Convert the material below into a JSON list of strings, one string per line, skipping blank lines and leaving the pictures out.

__Supplied material__
---
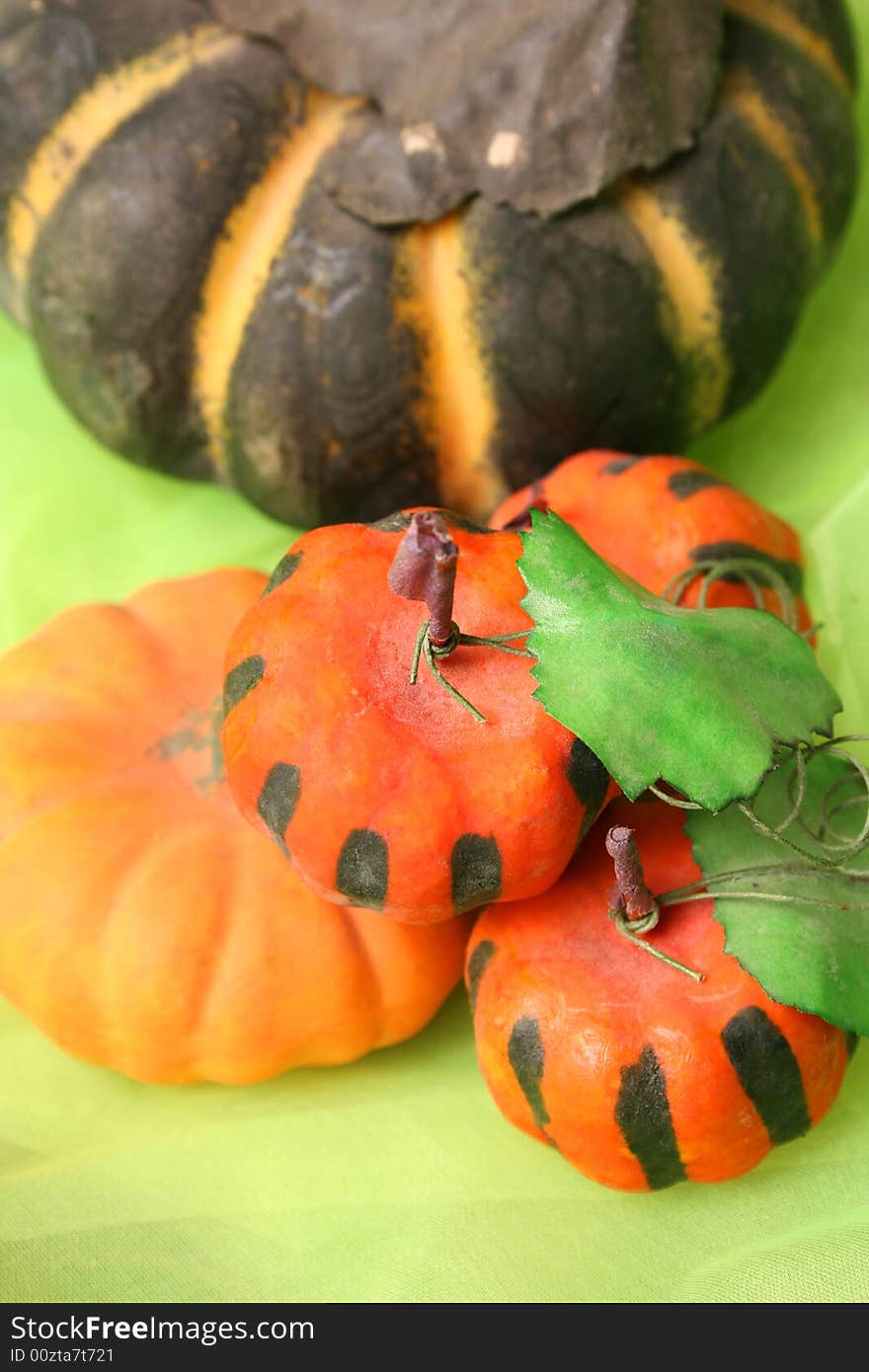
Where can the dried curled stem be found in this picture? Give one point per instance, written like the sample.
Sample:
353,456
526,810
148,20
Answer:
425,569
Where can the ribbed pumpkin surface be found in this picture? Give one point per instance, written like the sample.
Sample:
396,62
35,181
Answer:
143,924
---
__Exercise solution__
[
  "Where can the dried curled stem be found in this picture? Give one point per instance, written like the sample.",
  "Sample:",
  "353,456",
  "526,810",
  "148,20",
  "Answer:",
  "425,569",
  "Where can the ribbed pumpkin surface be found in this picture? Give one point per instance, written like the sample.",
  "Sample:",
  "396,62",
  "35,181",
  "Answer:",
  "143,924"
]